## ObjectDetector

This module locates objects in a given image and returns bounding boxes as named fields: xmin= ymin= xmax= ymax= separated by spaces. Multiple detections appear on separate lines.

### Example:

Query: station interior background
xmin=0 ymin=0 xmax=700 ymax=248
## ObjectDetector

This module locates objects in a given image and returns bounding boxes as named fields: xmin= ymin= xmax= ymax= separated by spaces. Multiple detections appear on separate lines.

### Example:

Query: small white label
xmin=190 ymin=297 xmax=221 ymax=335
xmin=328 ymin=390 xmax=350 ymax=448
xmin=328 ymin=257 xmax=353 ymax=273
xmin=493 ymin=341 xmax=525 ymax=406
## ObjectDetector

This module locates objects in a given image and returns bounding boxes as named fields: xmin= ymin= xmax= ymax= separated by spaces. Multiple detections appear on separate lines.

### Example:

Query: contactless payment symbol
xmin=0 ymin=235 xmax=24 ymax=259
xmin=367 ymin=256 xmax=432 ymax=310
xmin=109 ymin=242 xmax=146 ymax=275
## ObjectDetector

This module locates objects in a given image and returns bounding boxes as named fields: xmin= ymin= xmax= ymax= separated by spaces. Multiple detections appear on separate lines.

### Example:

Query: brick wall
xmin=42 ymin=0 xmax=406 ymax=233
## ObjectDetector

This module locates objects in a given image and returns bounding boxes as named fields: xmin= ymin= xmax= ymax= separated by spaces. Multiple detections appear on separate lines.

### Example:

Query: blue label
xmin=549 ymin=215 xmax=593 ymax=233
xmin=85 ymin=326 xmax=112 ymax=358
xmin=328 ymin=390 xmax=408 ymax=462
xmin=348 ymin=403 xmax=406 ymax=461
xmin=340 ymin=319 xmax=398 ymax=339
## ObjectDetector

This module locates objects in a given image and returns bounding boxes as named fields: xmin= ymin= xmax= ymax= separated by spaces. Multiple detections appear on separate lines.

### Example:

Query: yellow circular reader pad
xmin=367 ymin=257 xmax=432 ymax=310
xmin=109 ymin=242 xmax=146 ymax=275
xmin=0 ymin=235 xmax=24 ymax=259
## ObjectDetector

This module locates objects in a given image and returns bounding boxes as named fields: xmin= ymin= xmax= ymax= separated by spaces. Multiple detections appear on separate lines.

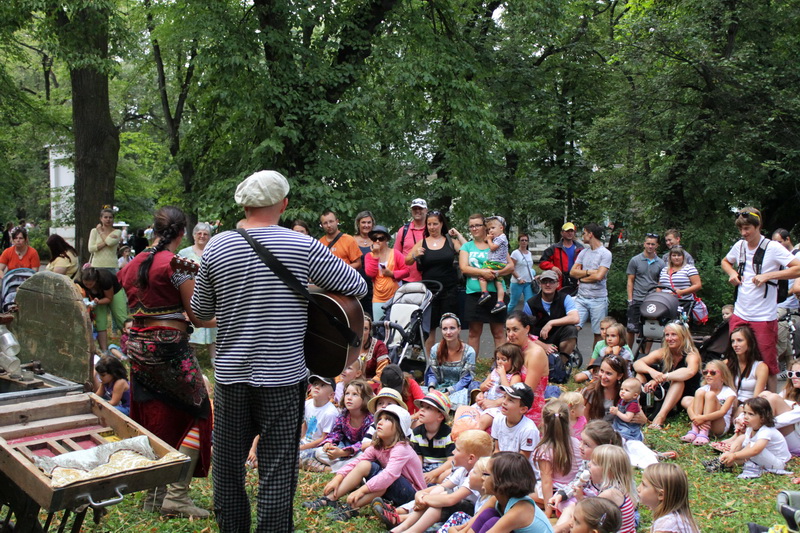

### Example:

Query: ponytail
xmin=136 ymin=206 xmax=186 ymax=290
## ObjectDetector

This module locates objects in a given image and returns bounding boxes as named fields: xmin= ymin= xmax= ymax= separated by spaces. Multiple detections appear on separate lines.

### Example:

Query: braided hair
xmin=136 ymin=206 xmax=186 ymax=289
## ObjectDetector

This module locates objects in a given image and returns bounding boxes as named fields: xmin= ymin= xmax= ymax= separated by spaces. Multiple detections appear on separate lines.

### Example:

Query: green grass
xmin=34 ymin=352 xmax=800 ymax=533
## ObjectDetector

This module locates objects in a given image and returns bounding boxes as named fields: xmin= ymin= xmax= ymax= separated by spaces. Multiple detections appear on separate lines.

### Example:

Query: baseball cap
xmin=234 ymin=170 xmax=289 ymax=207
xmin=373 ymin=404 xmax=411 ymax=438
xmin=367 ymin=387 xmax=408 ymax=413
xmin=308 ymin=374 xmax=336 ymax=389
xmin=539 ymin=270 xmax=558 ymax=281
xmin=381 ymin=364 xmax=406 ymax=390
xmin=414 ymin=390 xmax=453 ymax=421
xmin=500 ymin=383 xmax=533 ymax=407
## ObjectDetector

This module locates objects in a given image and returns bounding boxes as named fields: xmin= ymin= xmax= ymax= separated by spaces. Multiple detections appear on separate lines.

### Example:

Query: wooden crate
xmin=0 ymin=393 xmax=190 ymax=512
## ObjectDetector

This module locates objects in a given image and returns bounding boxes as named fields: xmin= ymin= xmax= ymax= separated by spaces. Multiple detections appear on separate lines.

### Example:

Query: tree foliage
xmin=0 ymin=0 xmax=800 ymax=312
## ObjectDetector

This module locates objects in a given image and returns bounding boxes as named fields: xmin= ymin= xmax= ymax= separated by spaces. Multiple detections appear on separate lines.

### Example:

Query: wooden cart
xmin=0 ymin=393 xmax=190 ymax=532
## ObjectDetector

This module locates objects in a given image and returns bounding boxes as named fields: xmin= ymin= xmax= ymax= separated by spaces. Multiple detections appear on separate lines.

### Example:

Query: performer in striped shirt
xmin=192 ymin=171 xmax=367 ymax=532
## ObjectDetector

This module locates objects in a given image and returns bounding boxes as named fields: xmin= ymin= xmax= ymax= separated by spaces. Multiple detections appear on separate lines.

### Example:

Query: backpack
xmin=733 ymin=237 xmax=789 ymax=302
xmin=778 ymin=250 xmax=800 ymax=303
xmin=547 ymin=352 xmax=570 ymax=383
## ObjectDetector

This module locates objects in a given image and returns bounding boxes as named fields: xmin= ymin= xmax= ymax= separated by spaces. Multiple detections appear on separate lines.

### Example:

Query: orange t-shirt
xmin=319 ymin=233 xmax=361 ymax=265
xmin=0 ymin=246 xmax=40 ymax=270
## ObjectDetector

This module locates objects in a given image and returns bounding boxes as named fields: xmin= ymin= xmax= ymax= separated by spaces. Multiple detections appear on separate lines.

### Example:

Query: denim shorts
xmin=366 ymin=461 xmax=417 ymax=505
xmin=575 ymin=296 xmax=608 ymax=335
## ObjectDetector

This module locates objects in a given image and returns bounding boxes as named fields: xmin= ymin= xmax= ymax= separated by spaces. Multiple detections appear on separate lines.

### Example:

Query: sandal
xmin=326 ymin=503 xmax=358 ymax=522
xmin=372 ymin=497 xmax=400 ymax=529
xmin=656 ymin=450 xmax=678 ymax=462
xmin=303 ymin=496 xmax=335 ymax=511
xmin=711 ymin=441 xmax=731 ymax=453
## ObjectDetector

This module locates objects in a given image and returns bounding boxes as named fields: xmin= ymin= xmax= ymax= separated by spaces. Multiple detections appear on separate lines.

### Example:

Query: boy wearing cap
xmin=492 ymin=383 xmax=539 ymax=458
xmin=411 ymin=390 xmax=455 ymax=485
xmin=300 ymin=375 xmax=339 ymax=470
xmin=372 ymin=429 xmax=493 ymax=533
xmin=361 ymin=387 xmax=408 ymax=451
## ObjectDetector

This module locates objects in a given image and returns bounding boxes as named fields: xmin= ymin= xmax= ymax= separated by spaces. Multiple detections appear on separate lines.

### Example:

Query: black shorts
xmin=464 ymin=292 xmax=508 ymax=324
xmin=626 ymin=300 xmax=642 ymax=333
xmin=423 ymin=285 xmax=458 ymax=333
xmin=541 ymin=324 xmax=578 ymax=346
_ _ _
> **Set problem**: Reproduce all the rows above word for word, without the pictures.

> **Problem solution**:
## ObjectDetector

This module locates objects in a given image and returns bounding boxes as named fields: xmin= ymin= xmax= ymax= separated by spaces. Multiple detections appear on separate lines.

### Example:

Query: station interior background
xmin=0 ymin=0 xmax=700 ymax=248
## ObjectDetector

This module locates objects in a given image and returns bounding boxes as named fields: xmin= ymin= xmax= ymax= separated by spaces. Multiple detections appear on separate lines.

### Example:

Query: small white label
xmin=190 ymin=297 xmax=221 ymax=335
xmin=328 ymin=390 xmax=350 ymax=448
xmin=328 ymin=257 xmax=353 ymax=273
xmin=493 ymin=341 xmax=525 ymax=406
## ObjectDetector

This module locates objects in a given image and returns bounding boxes as named fields: xmin= ymin= xmax= ymax= separated by spaces. Multiple detections appear on separate lines.

### Example:

Query: contactless payment symbol
xmin=0 ymin=235 xmax=24 ymax=259
xmin=367 ymin=256 xmax=432 ymax=310
xmin=109 ymin=242 xmax=146 ymax=275
## ObjectDetector

This module locates objects in a given image and returns bounding boxes as named fields: xmin= ymin= xmax= ymax= separated by spaces. Multiple detections appear on separate lines.

### Example:

Query: brick wall
xmin=42 ymin=0 xmax=406 ymax=233
## ObjectDetector

This module locates objects in a given image and returns bounding boxes as named fields: xmin= ymin= xmax= ymax= separated by spaces. Multiple detections appear on separate lines.

### Example:

Query: blue label
xmin=549 ymin=215 xmax=593 ymax=233
xmin=85 ymin=326 xmax=112 ymax=358
xmin=328 ymin=390 xmax=408 ymax=462
xmin=348 ymin=403 xmax=406 ymax=461
xmin=340 ymin=319 xmax=398 ymax=339
## ObjectDetector

This module locates objects in a given image and returns bounding boxes as named fields: xmin= ymin= xmax= ymax= separated by spaces. Multiple detections appear on separate lines.

### Example:

Query: yellow circular reader pad
xmin=367 ymin=257 xmax=432 ymax=310
xmin=109 ymin=242 xmax=146 ymax=275
xmin=0 ymin=235 xmax=24 ymax=259
## ObjectDetector

This module locates objects in a given image and returns bounding boxes as named fields: xmin= ymin= xmax= ymax= separated by spaces. Multiple detections appear on separate lines.


### Example:

Query: ponytail
xmin=136 ymin=206 xmax=186 ymax=290
## ObjectDetector

This module locates objects in a given image and returns bounding boxes as named fields: xmin= ymin= xmax= ymax= separated by spaces. Multiple detections appear on separate lines.

### Example:

Query: braided hair
xmin=136 ymin=206 xmax=186 ymax=289
## ObjectDetector

This module locates objects in a given image and returns bounding boxes as named fields: xmin= ymin= xmax= ymax= separated by spaces. Multiple detections appear on separate lines.

### Example:

Query: green grass
xmin=34 ymin=352 xmax=800 ymax=533
## ObjectDetector

This module locates objects in a given image and returns bounding boxes as named fields: xmin= ymin= xmax= ymax= separated by spaces. Multiple detections appear on separate lines.

### Example:

Query: baseball cap
xmin=234 ymin=170 xmax=289 ymax=207
xmin=373 ymin=404 xmax=411 ymax=438
xmin=367 ymin=387 xmax=408 ymax=413
xmin=308 ymin=374 xmax=336 ymax=389
xmin=539 ymin=270 xmax=558 ymax=281
xmin=381 ymin=364 xmax=406 ymax=390
xmin=414 ymin=390 xmax=453 ymax=421
xmin=500 ymin=383 xmax=533 ymax=407
## ObjectDetector

This module locates objects in a given image and returns bounding boxes as named fields: xmin= ymin= xmax= ymax= separated by spaces. Multiple detections appear on separate lines.

### Example:

Query: wooden crate
xmin=0 ymin=393 xmax=190 ymax=512
## ObjectDetector

This module locates objects in a given image and returns bounding boxes as named fields: xmin= ymin= xmax= ymax= separated by spaces. Multiple detections appear on separate lines.

### Example:

Query: tree foliage
xmin=0 ymin=0 xmax=800 ymax=312
## ObjectDetector

This module locates objects in a given image and returns bounding boxes as named fields: xmin= ymin= xmax= ymax= separated by spaces. Multiple detections appear on separate lines.

### Example:

Query: wooden cart
xmin=0 ymin=393 xmax=190 ymax=532
## ObjectDetector

This module locates objects in a given image and returns bounding boxes as named fields: xmin= ymin= xmax= ymax= separated by spaces. Multiple detections appear on separate lines.

### Example:

Query: performer in striped shirt
xmin=192 ymin=171 xmax=367 ymax=532
## ObjectDetector

This module locates objects in a given image and returns bounding boxes as named fields: xmin= ymin= xmax= ymax= separated by spaces. Multiple detections appear on separate lines.

### Example:

Query: backpack
xmin=733 ymin=237 xmax=789 ymax=302
xmin=778 ymin=250 xmax=800 ymax=303
xmin=547 ymin=352 xmax=570 ymax=383
## ObjectDetector

This module locates objects in a given image and returns bounding boxes as named fields: xmin= ymin= xmax= ymax= separated by spaces. Multiple detections appear on separate lines.

### Example:

Query: orange t-shirt
xmin=319 ymin=233 xmax=361 ymax=265
xmin=0 ymin=246 xmax=40 ymax=270
## ObjectDetector

This module locates objects in a given image and returns bounding boxes as named fields: xmin= ymin= xmax= ymax= separated by spaces. Multiple detections appear on separate lines.

### Example:

Query: denim shorts
xmin=366 ymin=461 xmax=417 ymax=505
xmin=575 ymin=296 xmax=608 ymax=335
## ObjectDetector

This module locates objects in a given image and returns bounding boxes as named fields: xmin= ymin= xmax= ymax= separated by spaces. Multiple detections appear on separate lines.

### Example:

Query: sandal
xmin=326 ymin=503 xmax=358 ymax=522
xmin=372 ymin=497 xmax=400 ymax=529
xmin=656 ymin=450 xmax=678 ymax=462
xmin=303 ymin=496 xmax=335 ymax=511
xmin=711 ymin=441 xmax=731 ymax=453
## ObjectDetector

This module locates objects in a given image and returns bounding boxes as named fields: xmin= ymin= xmax= ymax= separated by spaces. Multiple detections appear on separate lines.

### Example:

Query: boy wearing cap
xmin=492 ymin=383 xmax=539 ymax=458
xmin=411 ymin=390 xmax=455 ymax=485
xmin=300 ymin=375 xmax=339 ymax=470
xmin=372 ymin=429 xmax=493 ymax=533
xmin=361 ymin=387 xmax=408 ymax=451
## ObjectDetector

This module locates objects in a given image and returns bounding boxes as named fields: xmin= ymin= xmax= ymax= separated by spaces. Multiple detections appear on separate lines.

### Example:

Query: black shorts
xmin=464 ymin=292 xmax=508 ymax=324
xmin=626 ymin=300 xmax=642 ymax=333
xmin=423 ymin=285 xmax=458 ymax=333
xmin=541 ymin=324 xmax=578 ymax=346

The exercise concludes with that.